**Written task:**
Rewrite the items below, replacing "camera-trap tally" with "vehicle survey" and leaving everything else unchanged.

**Data for processing:**

********

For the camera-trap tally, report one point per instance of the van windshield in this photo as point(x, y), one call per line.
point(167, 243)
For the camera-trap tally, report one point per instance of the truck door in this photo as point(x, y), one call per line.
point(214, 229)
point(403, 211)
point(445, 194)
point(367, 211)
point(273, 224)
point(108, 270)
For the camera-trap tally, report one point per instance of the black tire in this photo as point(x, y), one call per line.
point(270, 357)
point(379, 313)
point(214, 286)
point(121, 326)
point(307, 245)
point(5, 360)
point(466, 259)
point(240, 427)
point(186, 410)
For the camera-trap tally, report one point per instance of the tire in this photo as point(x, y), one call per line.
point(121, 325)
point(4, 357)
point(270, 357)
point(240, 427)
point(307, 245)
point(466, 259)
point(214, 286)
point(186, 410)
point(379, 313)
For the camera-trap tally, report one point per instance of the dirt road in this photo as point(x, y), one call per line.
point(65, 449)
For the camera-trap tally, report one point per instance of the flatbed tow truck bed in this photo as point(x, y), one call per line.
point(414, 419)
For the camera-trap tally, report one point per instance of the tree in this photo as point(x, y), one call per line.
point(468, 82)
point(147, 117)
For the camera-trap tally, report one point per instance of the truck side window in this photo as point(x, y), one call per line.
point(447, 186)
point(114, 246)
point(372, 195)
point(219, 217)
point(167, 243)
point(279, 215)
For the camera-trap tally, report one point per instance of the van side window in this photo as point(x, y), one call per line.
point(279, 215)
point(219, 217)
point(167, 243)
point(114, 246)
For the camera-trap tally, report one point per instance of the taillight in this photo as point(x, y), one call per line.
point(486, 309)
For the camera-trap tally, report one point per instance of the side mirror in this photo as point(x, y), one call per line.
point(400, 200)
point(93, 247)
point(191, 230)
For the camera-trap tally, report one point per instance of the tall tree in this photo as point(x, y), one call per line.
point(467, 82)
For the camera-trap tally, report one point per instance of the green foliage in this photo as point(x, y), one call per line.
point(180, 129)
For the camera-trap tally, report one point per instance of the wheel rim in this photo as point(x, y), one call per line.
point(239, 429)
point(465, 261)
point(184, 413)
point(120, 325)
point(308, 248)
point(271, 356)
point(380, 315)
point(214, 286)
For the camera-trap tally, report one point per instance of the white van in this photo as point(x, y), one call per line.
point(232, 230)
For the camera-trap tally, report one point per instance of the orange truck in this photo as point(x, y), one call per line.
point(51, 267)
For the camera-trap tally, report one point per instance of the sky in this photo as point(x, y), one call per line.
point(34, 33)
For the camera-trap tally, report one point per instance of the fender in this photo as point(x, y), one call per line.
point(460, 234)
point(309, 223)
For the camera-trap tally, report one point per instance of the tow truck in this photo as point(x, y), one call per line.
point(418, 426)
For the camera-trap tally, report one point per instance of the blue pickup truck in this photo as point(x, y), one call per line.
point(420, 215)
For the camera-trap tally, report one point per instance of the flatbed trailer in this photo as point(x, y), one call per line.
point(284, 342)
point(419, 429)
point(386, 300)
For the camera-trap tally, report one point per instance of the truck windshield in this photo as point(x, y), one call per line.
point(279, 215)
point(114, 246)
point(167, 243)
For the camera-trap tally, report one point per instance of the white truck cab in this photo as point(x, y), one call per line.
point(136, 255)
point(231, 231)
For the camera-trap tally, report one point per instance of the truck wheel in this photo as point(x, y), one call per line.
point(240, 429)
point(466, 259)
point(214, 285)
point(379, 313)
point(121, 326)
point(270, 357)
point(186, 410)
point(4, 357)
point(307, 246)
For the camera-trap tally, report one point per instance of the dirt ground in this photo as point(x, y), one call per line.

********

**Exercise output:**
For the vehicle survey, report one point per instance of the van windshield in this photo as point(x, y), one call per line.
point(167, 243)
For the vehicle survey, report one point per instance of the truck door in this photo as point(x, y), one call per line.
point(214, 229)
point(403, 211)
point(445, 194)
point(367, 211)
point(273, 224)
point(108, 270)
For the vehicle survey, report one point per instance of the black tire in this photo as point(x, y), one call per line.
point(270, 357)
point(379, 313)
point(214, 286)
point(121, 326)
point(307, 245)
point(5, 360)
point(466, 259)
point(240, 427)
point(186, 410)
For the vehicle survey, report one point per instance of the tire in this photo as point(x, y), one call per line.
point(121, 325)
point(4, 357)
point(270, 357)
point(240, 427)
point(307, 245)
point(466, 259)
point(214, 286)
point(186, 410)
point(379, 313)
For the vehicle survey, report one point per instance of the dirt road in this photo as point(x, y), one call per line.
point(65, 449)
For the vehicle survey, report one point per instance of the flatbed tow truck bed in this photo as point(x, y), one call per line.
point(414, 419)
For the vehicle survey, report one point per instance of the tree in this photo as point(x, y), one call per line.
point(468, 82)
point(147, 117)
For the vehicle survey, report one point per instance of the truck side window in this photo as point(x, y), one call per line.
point(447, 186)
point(114, 246)
point(372, 195)
point(219, 217)
point(167, 243)
point(279, 215)
For the vehicle survey, report one point per instance of the van side window in this photo as point(x, y), one call per line.
point(279, 215)
point(219, 217)
point(167, 243)
point(114, 246)
For the vehicle survey, report one point per instance of the taillight in this photo as point(x, y), one call per line.
point(486, 309)
For the vehicle survey, report one point per instance of the side mirror in this photo as point(x, y), one call per line.
point(400, 200)
point(93, 247)
point(191, 230)
For the vehicle survey, report one point per instance of the tall tree in this photo as point(x, y), one call per line.
point(467, 82)
For the vehicle survey, report one point per instance of the green foliage in this photo as point(x, y), one call per line.
point(180, 129)
For the vehicle survey, report one point per instance of the wheel rim in this photo as point(x, y), one call per line.
point(239, 429)
point(465, 261)
point(184, 413)
point(120, 325)
point(308, 248)
point(271, 356)
point(380, 315)
point(214, 286)
For the vehicle survey, report one point per instance of the white van in this photo as point(x, y), one call per line.
point(232, 230)
For the vehicle survey, report one point per instance of the orange truck in this photo as point(x, y), one call per line.
point(51, 267)
For the vehicle survey, report one point per instance of the sky in this photo as point(x, y), one call per line.
point(34, 33)
For the vehicle survey, report one point per instance of the fender in this photo as point(x, y), one call per line.
point(460, 234)
point(309, 223)
For the vehicle survey, report one point per instance of the tow truck in this photo as point(x, y), one call per line.
point(418, 426)
For the vehicle survey, report one point per instance of the blue pickup truck in this photo as point(x, y), one call per line.
point(420, 215)
For the vehicle survey, report one point per instance of the flatbed trailer in this photo as point(x, y), one call per line.
point(284, 342)
point(419, 429)
point(386, 300)
For the vehicle survey, report one point per instance of the truck windshield in this photo as point(x, y), one call per line.
point(279, 215)
point(114, 246)
point(167, 243)
For the vehicle survey, report one point per instance of the white truck cab in this photo as point(x, y), one call per line.
point(136, 255)
point(231, 231)
For the vehicle survey, report one point per instance of the truck wheel in this photo as point(x, y), one call per line.
point(240, 429)
point(466, 259)
point(214, 285)
point(379, 313)
point(121, 326)
point(270, 357)
point(186, 410)
point(4, 357)
point(307, 246)
For the vehicle survey, report one point per instance of the dirt ground in this photo as point(x, y), one call per line.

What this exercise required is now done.